:: WORK TO BE COMPLETED ::
Print all of the data below word for word, keeping every line unchanged.

···

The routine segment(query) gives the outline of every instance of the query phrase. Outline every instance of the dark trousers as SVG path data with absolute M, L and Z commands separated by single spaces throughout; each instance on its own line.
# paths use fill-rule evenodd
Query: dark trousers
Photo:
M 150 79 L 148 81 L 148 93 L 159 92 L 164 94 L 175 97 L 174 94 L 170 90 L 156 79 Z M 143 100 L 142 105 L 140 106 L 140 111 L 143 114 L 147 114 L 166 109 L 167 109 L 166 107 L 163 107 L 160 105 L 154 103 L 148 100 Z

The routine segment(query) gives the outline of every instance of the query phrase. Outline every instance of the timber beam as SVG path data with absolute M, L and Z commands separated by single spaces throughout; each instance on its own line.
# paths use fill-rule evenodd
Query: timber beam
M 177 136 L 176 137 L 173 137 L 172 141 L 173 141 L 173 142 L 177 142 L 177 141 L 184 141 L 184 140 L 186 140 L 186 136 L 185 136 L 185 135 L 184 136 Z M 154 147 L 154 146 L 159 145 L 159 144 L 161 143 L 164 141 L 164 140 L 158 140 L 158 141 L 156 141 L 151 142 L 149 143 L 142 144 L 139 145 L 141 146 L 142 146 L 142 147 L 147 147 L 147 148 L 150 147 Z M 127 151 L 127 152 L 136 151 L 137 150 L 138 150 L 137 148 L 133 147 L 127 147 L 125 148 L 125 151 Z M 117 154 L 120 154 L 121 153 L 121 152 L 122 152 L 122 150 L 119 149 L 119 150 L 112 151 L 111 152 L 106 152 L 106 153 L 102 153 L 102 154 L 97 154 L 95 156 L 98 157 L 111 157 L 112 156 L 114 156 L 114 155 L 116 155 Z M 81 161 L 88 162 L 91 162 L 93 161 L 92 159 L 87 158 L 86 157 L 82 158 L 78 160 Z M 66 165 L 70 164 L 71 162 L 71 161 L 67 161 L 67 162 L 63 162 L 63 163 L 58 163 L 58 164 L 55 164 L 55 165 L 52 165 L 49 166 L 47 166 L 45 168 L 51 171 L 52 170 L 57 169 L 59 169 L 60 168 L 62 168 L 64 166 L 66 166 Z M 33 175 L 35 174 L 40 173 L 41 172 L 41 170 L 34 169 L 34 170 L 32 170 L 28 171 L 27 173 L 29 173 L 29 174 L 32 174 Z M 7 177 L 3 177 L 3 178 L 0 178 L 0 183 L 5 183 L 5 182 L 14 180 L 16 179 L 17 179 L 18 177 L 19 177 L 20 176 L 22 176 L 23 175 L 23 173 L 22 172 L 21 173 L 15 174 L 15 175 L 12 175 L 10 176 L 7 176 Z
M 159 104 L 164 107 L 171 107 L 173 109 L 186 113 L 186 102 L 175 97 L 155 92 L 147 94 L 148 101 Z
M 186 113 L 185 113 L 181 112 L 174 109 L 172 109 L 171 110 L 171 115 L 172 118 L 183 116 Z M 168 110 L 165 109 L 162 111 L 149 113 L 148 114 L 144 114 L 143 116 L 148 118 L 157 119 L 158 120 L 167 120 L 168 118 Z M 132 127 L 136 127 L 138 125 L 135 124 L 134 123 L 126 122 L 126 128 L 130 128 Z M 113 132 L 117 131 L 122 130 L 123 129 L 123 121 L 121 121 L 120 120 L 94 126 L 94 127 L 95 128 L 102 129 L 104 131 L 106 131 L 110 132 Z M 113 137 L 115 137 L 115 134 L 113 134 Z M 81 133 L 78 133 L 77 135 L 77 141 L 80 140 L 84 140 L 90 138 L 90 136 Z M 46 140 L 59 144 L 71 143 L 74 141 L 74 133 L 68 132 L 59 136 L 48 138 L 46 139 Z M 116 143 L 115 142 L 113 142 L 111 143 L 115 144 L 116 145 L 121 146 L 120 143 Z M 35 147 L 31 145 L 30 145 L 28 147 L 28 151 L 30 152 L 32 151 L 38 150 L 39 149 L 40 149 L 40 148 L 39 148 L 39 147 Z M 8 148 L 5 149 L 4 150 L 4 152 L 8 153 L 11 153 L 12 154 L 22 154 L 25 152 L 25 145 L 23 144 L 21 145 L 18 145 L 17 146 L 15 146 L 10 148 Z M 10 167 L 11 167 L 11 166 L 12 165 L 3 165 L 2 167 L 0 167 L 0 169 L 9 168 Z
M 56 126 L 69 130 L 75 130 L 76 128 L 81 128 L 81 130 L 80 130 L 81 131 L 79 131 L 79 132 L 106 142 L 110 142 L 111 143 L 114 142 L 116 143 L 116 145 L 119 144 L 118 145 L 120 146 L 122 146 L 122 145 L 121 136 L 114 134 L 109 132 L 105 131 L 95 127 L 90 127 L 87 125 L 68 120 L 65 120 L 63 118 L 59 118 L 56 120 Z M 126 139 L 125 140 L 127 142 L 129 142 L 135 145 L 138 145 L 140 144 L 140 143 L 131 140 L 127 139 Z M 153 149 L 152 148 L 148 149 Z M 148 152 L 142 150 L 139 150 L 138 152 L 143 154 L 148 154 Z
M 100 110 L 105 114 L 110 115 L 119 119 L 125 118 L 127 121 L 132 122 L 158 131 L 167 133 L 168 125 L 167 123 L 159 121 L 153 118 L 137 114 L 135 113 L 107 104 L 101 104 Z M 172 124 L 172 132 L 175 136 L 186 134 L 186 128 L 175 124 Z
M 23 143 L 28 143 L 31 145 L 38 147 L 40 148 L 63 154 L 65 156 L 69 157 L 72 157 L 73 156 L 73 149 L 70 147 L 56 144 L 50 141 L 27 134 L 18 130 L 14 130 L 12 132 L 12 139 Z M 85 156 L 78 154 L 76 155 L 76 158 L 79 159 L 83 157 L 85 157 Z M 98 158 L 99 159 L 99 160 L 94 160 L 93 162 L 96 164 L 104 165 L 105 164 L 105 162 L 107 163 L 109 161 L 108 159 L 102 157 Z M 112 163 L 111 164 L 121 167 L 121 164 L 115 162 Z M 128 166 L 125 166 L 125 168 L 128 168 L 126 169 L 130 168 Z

···

:: OUTPUT BELOW ::
The routine segment(query) gives the outline of every instance of the query phrase. Outline every instance of the dark trousers as SVG path data with absolute M, L and Z commands separated by single spaces throughout; each instance on its own line.
# paths use fill-rule evenodd
Query: dark trousers
Photo:
M 150 79 L 148 81 L 148 93 L 159 92 L 164 94 L 175 97 L 174 94 L 170 90 L 156 79 Z M 143 100 L 142 105 L 140 106 L 140 111 L 143 114 L 147 114 L 166 109 L 167 109 L 166 107 L 163 107 L 160 105 L 154 103 L 148 100 Z

The routine segment(query) gives the outline of every instance of the query phrase. Outline every instance of the timber beam as SVG path data with absolute M, L and Z commands separated by single spaces throughout; each instance on its own line.
# paths use fill-rule evenodd
Query: timber beam
M 177 136 L 176 137 L 173 137 L 172 141 L 173 141 L 173 142 L 177 142 L 177 141 L 184 141 L 184 140 L 186 140 L 186 136 L 185 136 L 185 135 L 184 136 Z M 154 147 L 154 146 L 159 145 L 159 144 L 161 143 L 164 141 L 164 140 L 158 140 L 158 141 L 156 141 L 151 142 L 149 143 L 142 144 L 139 145 L 141 146 L 142 146 L 142 147 L 147 147 L 147 148 L 150 147 Z M 127 151 L 127 152 L 136 151 L 137 150 L 138 150 L 137 148 L 133 147 L 127 147 L 125 148 L 125 151 Z M 117 154 L 120 154 L 121 153 L 121 152 L 122 152 L 122 150 L 119 149 L 119 150 L 112 151 L 111 152 L 106 152 L 106 153 L 102 153 L 102 154 L 97 154 L 95 156 L 98 157 L 111 157 L 112 156 L 114 156 L 114 155 L 116 155 Z M 81 161 L 88 162 L 91 162 L 93 161 L 92 159 L 87 158 L 86 157 L 82 158 L 78 160 Z M 66 165 L 70 164 L 71 162 L 71 161 L 67 161 L 67 162 L 63 162 L 63 163 L 58 163 L 58 164 L 55 164 L 55 165 L 52 165 L 49 166 L 47 166 L 45 168 L 51 171 L 52 170 L 57 169 L 59 169 L 60 168 L 62 168 L 64 166 L 66 166 Z M 33 175 L 35 174 L 40 173 L 41 172 L 41 170 L 34 169 L 34 170 L 32 170 L 28 171 L 27 173 L 29 173 L 29 174 L 32 174 Z M 7 177 L 3 177 L 3 178 L 0 178 L 0 183 L 5 183 L 5 182 L 14 180 L 16 179 L 17 179 L 18 177 L 19 177 L 20 176 L 22 176 L 23 175 L 23 173 L 22 172 L 21 173 L 15 174 L 15 175 L 12 175 L 10 176 L 7 176 Z
M 159 104 L 164 107 L 171 107 L 173 109 L 186 113 L 186 102 L 175 97 L 155 92 L 147 94 L 148 101 Z
M 186 113 L 185 113 L 181 112 L 174 109 L 172 109 L 171 110 L 171 115 L 172 118 L 183 116 Z M 168 110 L 165 109 L 162 111 L 149 113 L 148 114 L 144 114 L 143 116 L 148 118 L 157 119 L 158 120 L 167 120 L 168 118 Z M 132 127 L 136 127 L 138 125 L 135 124 L 134 123 L 126 122 L 126 128 L 130 128 Z M 113 132 L 117 131 L 122 130 L 123 129 L 123 121 L 121 121 L 120 120 L 94 126 L 94 127 L 95 128 L 102 129 L 104 131 L 106 131 L 110 132 Z M 113 137 L 115 137 L 115 134 L 113 134 Z M 81 133 L 78 133 L 77 135 L 77 141 L 80 140 L 84 140 L 90 138 L 90 136 Z M 46 140 L 59 144 L 71 143 L 74 141 L 74 133 L 68 132 L 59 136 L 48 138 L 46 139 Z M 116 143 L 115 142 L 113 142 L 111 143 L 115 144 L 116 145 L 121 146 L 120 143 Z M 35 147 L 31 145 L 30 145 L 28 147 L 28 151 L 30 152 L 32 151 L 38 150 L 39 149 L 40 149 L 40 148 L 39 148 L 39 147 Z M 8 148 L 5 149 L 4 150 L 4 152 L 8 153 L 11 153 L 12 154 L 22 154 L 25 152 L 25 145 L 23 144 L 21 145 L 18 145 L 17 146 L 15 146 L 10 148 Z M 10 167 L 11 167 L 11 166 L 12 165 L 3 165 L 2 167 L 0 167 L 0 169 L 9 168 Z
M 56 126 L 69 130 L 75 130 L 76 128 L 81 128 L 81 130 L 80 130 L 81 131 L 79 131 L 79 132 L 106 142 L 110 142 L 111 143 L 114 142 L 116 143 L 116 145 L 119 144 L 118 145 L 120 146 L 122 146 L 122 145 L 121 136 L 114 134 L 109 132 L 105 131 L 95 127 L 90 127 L 87 125 L 68 120 L 65 120 L 63 118 L 59 118 L 56 120 Z M 126 139 L 125 140 L 127 142 L 129 142 L 135 145 L 138 145 L 140 144 L 140 143 L 131 140 L 127 139 Z M 153 149 L 152 148 L 148 149 Z M 148 152 L 142 150 L 139 150 L 138 152 L 143 154 L 148 154 Z
M 100 110 L 105 114 L 110 115 L 119 119 L 125 118 L 127 121 L 132 122 L 158 131 L 167 133 L 168 125 L 167 123 L 159 121 L 153 118 L 137 114 L 135 113 L 107 104 L 101 104 Z M 172 124 L 172 132 L 175 136 L 186 134 L 186 128 L 175 124 Z
M 23 143 L 28 143 L 31 145 L 38 147 L 40 148 L 63 154 L 65 156 L 69 157 L 72 157 L 73 156 L 73 149 L 70 147 L 56 144 L 50 141 L 27 134 L 18 130 L 14 130 L 12 132 L 12 139 Z M 85 156 L 78 154 L 76 155 L 76 158 L 79 159 L 83 157 L 85 157 Z M 98 158 L 99 159 L 99 160 L 94 160 L 93 162 L 96 164 L 104 165 L 105 164 L 105 162 L 107 163 L 109 161 L 108 159 L 102 157 Z M 112 163 L 111 164 L 121 167 L 121 164 L 115 162 Z M 128 166 L 125 166 L 125 168 L 128 168 L 126 169 L 130 168 Z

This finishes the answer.